__Exercise set__.
- a) Reproduce the passage of the sampleTimeout issue text word for word, from "Hi, thanks for" up to and including "what I learned.".
- b) Write the next part of the sampleTimeout issue discussion, starting right after its final sentence.

__Page excerpt__.
■ ■ ■ ■ ■ ■ ■

A Subscriber that request's late, from a sampled flux should have that element emitted, even if the source already completed.
Right now source-completion will only play out if the subscriber requests in #onSubscribe. I believe the turn of events should play out in order, on request as well. (this could be a bit hard to implement as is; since we essentially drop the Publisher once we have subscribed, and as such we do not know if the item should play (the publisher emitted) after request is called, I would have to reintroduce something, like an index (updated on Other#next), for this test).
On a related note, I believe the promise of the last element always being emitted is broken in this situation, as the last element was not played.

test:

@Test
void lateSubscriber() {
   Flux<Integer> input = Flux.just(4);
   int[] discards = {-1};
   Flux<Integer> sampled = input.sampleTimeout(i -> Mono.empty()) // instant playback
                   .doOnDiscard(i -> discards[0] = i);
  
   ZeroRequestOnSubscribeSubscriber testSub = new ZeroRequestOnSubscribeSubscriber();
   sampled.subscribe(testSub);

   assert testSub.next == 0;
   testSub.subs.request(1);
   assert testSub.next == 0; // value still not played
   Integer val = sampled.blockFirst();
   assert testSub.next == 0; // no value appeared here
   assert val == 4; // 4 is available if you requested eagerly
   assert discards[0] == -1;
} 

static class ZeroRequestOnSubscribeSubscriber extends BaseSubscriber<Integer> {
      Subscriber subs;
      int next;
     
      @Override
      protected void hookOnSubscribe(Subscription s) {
             subs = s;
      }

      @Override
      protected void hookOnNext(Integer i) {
             next = i;
     }
}

I disagree with:

    @Test
    public void scanOther() {
        ...
        assertThat(test.scan(Scannable.Attr.PARENT)).isSameAs(main.other);
        ...
    }

this test tests that they are both null, they should be verified separately (i break this, since main.other is set at startup, but I also think that it's incorrect to test that two nulls are the same).

A possible way around doing too much here is to simply document this behavior in the Javadoc.

I think, not propagating at all, on a late request is fine, but should be documented (especially given the javadoc statement telling otherwise: last element always sent)
I think propagation after upstream complete should be reworked to honor throttling, but it should be documented at least.

chemicL · 2024-01-25T12:09:42Z

Hi, thanks for the report and the work you did on your branch. I spent some time looking into the existing implementation and tried to frame your concerns around what I learned.

■ ■ ■ ■ ■ ■ ■

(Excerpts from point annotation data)
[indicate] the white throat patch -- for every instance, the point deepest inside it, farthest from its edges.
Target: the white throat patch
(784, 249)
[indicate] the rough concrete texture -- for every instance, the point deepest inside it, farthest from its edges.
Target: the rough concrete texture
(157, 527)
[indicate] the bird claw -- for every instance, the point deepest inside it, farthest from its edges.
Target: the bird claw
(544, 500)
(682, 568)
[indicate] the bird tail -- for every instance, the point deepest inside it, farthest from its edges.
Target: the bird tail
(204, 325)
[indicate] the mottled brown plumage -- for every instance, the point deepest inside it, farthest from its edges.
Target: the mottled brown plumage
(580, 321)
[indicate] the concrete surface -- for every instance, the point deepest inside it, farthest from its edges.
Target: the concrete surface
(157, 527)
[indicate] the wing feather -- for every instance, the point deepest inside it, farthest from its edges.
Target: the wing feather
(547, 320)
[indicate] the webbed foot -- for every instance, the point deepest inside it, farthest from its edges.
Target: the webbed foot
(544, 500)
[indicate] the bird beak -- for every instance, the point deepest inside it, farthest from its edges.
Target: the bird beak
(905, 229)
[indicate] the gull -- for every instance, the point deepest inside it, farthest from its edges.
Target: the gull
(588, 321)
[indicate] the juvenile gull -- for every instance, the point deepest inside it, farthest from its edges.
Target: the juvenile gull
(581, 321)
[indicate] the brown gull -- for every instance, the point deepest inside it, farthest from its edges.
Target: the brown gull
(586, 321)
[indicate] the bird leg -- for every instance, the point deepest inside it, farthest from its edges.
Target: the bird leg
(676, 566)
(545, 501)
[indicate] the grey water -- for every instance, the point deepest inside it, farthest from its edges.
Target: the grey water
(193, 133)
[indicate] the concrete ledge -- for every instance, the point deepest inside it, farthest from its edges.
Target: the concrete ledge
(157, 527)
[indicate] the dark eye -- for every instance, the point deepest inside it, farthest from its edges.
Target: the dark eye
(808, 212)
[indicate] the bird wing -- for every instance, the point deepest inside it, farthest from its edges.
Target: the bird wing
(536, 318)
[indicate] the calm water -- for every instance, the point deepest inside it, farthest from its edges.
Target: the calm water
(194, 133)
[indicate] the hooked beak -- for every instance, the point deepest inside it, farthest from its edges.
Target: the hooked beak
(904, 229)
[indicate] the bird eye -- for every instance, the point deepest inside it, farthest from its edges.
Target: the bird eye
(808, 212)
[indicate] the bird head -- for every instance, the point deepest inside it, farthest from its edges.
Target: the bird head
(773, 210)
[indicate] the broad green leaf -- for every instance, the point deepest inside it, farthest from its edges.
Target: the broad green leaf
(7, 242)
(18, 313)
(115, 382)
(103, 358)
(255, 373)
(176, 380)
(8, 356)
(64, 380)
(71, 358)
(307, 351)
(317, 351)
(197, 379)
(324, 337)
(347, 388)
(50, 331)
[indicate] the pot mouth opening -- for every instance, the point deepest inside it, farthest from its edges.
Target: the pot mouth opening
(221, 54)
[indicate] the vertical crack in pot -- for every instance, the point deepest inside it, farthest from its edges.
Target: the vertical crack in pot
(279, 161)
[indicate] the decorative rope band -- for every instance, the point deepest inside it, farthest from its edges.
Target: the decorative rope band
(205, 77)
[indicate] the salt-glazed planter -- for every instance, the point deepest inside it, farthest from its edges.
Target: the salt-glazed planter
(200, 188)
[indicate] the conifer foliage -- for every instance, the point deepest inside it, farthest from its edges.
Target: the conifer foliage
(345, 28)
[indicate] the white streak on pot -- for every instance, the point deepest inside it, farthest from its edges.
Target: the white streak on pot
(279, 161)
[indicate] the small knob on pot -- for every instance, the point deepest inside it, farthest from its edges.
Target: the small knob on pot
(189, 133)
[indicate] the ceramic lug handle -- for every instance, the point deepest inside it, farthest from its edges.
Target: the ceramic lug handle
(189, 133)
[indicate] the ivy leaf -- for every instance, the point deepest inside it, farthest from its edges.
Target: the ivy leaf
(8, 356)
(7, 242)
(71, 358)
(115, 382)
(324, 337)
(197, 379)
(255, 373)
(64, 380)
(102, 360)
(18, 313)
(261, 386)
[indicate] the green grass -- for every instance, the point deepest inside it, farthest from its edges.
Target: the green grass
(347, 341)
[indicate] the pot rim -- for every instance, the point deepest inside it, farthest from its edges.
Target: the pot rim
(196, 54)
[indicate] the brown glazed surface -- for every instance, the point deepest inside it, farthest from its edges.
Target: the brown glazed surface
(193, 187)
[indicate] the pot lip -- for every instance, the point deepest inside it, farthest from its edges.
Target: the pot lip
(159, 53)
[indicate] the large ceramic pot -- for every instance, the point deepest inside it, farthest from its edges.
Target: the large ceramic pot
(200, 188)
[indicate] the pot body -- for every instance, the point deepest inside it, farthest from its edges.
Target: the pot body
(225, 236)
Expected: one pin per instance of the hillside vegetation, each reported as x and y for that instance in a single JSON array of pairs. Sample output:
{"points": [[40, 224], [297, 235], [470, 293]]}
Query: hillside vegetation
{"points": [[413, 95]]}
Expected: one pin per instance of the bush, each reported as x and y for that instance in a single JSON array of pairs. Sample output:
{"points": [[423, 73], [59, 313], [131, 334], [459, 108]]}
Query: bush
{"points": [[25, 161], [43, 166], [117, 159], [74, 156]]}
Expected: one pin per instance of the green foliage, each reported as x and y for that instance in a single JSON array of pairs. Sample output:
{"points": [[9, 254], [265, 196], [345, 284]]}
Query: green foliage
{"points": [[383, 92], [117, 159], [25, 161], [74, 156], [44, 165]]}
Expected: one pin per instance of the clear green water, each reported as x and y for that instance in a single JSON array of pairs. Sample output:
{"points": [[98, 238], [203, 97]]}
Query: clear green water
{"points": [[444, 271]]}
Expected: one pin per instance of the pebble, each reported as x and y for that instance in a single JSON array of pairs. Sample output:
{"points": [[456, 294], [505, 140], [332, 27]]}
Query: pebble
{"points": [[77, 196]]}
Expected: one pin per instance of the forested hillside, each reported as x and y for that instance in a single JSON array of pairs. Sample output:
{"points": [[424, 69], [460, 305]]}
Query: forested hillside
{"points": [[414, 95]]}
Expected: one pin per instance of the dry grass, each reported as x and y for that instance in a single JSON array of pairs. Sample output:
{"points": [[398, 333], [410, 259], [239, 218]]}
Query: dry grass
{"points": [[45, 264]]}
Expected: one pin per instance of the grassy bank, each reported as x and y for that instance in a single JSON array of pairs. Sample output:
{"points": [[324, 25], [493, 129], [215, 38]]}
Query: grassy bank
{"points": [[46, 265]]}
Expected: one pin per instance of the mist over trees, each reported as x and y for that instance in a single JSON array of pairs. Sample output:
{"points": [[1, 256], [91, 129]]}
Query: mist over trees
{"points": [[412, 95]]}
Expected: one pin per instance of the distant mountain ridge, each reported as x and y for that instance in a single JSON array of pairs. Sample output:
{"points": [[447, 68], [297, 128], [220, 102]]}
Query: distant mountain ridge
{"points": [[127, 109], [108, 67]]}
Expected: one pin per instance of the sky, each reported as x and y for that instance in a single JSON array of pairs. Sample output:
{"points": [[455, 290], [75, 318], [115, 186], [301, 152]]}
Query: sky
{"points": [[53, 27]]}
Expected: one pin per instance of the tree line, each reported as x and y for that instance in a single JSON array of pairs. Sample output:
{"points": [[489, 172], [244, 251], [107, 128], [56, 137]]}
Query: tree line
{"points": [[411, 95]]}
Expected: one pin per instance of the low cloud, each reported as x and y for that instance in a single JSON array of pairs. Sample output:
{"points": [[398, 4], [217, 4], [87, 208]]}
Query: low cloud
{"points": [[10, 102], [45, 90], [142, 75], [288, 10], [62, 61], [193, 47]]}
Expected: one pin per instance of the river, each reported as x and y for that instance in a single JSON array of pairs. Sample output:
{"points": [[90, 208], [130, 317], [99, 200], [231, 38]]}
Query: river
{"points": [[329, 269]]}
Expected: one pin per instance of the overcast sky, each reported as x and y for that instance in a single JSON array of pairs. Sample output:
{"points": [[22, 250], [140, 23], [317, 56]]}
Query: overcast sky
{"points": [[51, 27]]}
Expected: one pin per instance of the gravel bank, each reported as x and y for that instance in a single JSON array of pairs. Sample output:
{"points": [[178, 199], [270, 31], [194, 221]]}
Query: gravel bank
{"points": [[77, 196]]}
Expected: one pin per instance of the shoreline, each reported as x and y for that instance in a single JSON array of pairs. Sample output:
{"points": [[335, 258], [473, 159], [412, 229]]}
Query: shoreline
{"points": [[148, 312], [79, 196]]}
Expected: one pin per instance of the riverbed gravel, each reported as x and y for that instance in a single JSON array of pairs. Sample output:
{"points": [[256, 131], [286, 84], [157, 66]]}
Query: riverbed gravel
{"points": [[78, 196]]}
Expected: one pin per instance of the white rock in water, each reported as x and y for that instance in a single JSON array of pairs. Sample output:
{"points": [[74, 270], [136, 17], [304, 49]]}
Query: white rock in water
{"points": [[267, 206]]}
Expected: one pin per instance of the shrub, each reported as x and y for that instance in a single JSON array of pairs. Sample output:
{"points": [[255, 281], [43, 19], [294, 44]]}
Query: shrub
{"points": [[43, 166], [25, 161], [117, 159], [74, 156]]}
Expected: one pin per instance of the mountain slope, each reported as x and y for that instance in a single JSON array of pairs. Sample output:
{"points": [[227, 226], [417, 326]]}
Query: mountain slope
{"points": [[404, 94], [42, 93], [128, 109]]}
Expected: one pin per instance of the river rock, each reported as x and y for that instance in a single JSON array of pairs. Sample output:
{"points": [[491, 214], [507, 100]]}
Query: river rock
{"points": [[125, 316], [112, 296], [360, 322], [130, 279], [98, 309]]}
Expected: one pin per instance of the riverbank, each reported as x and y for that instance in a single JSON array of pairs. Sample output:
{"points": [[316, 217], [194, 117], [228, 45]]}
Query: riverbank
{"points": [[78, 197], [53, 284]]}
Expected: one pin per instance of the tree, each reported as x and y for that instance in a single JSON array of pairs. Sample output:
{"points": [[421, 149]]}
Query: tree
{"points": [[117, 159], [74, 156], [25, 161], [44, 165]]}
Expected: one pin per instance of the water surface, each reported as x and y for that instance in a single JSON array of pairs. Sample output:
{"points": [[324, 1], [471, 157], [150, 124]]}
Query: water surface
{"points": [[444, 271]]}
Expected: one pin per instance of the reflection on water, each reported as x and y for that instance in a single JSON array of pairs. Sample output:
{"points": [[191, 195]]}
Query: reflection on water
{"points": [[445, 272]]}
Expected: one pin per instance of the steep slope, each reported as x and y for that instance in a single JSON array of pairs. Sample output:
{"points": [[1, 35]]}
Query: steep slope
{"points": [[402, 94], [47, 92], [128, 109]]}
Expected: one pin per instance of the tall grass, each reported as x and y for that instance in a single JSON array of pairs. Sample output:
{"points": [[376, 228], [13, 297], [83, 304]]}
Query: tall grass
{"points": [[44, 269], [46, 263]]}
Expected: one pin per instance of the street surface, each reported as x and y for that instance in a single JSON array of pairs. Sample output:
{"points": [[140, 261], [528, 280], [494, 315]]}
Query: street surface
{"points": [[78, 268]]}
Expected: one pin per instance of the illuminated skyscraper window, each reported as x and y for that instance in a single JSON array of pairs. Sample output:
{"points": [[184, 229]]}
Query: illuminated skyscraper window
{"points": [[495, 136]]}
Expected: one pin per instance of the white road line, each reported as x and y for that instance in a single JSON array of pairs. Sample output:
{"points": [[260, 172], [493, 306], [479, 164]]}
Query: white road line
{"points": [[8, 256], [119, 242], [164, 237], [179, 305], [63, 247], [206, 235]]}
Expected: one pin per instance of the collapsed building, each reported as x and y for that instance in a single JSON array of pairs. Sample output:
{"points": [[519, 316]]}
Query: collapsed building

■ ■ ■ ■ ■ ■ ■

__Responses per task__.
- a)
Hi, thanks for the report and the work you did on your branch. I spent some time looking into the existing implementation and tried to frame your concerns around what I learned.

- b)
Before considering any possible alteration of the existing behaviour, let's first clarify the expectations and concerns. From what I understood, the complaints you bring are the following:

The Javadoc has a "FIXME" note which is confusing.
Discard support and unclear wording.
Handling of cancellation of a companion - possible bug.
The last value should be delivered at the end of the timeout.

Before addressing these concerns, I believe there is some misunderstanding with regards to what ends up in the queue.

Whenever a new item is emitted from the source, the implementation handling timeout companions cancels the current timeout companion and loses its reference. There is always at most one reference to a companion.

The queue is used by the companion wrapper class (SampleTimeoutOther). Upon creation, the wrapper gets a reference to the SampleTimeoutMain (the upstream subscriber) and when the cancellation races with the timeout signal, only then the queue is used. Therefore, the maxConcurrency is used to limit the amount of simultaneous timeouts of already canceled companions and the actual current valid one. Picking this value as too low might mean a valid sample is missed on occasions when cancellations are not triggering fast enough and at the same time multiple stale items time out together with a valid most recent one. There is a check if the wrapper in the queue has the index of the actual last provided item from the source.

Now to the actual raised points:

The FIXME is meant for the contributors, not the users. It is a comment that is not visible when viewing the documentation for this operator. It should not confuse the users unless they dive into reading the code. We can certainly improve this situation, let's focus on that with further clarifications what is expected.
I don't think we have tests for this case, but I think you are correct, the discard support for the items for which companions are being canceled do not seem to implement any logic for discarding the actual item. Surprisingly, the racing stale items implementation actually uses the discard hook for the actual value type. Perhaps the implementation is missing that instead of relying on the cancel hook to implement discarding, especially combined with the below point and the queue handling.
I can confirm this is actually happening:

	@Test
	void deliverAndCancel() {
		Sinks.Many<Integer> source = Sinks.unsafe().many().multicast().directBestEffort();
		Sinks.Many<Integer> companion = Sinks.unsafe().many().multicast().directBestEffort();

		AssertSubscriber<Integer> ts = AssertSubscriber.create();

		AtomicBoolean canceled = new AtomicBoolean(false);

		source.asFlux()
		   .sampleTimeout(v -> companion.asFlux().doOnCancel(() -> canceled.set(true)))
		      .subscribe(ts);

		source.emitNext(1, FAIL_FAST);
		companion.emitNext(1, FAIL_FAST);
		source.emitComplete(FAIL_FAST);

		ts.assertValues(1).assertNoError().assertComplete();
		assertThat(canceled.get()).isFalse();
	}

However, it doesn't look incorrect per se, it does make sense to cancel the timeout Publisher. The assumption that upon cancellation the item is discarded might not hold true though.

I disagree here. The requirement that the value is delivered unless any other item appears within the timeout makes the timing aspect unnecessary upon source completion - we are certain no value will be delivered from the source during the timeout so the requirement is satisfied for the delivery.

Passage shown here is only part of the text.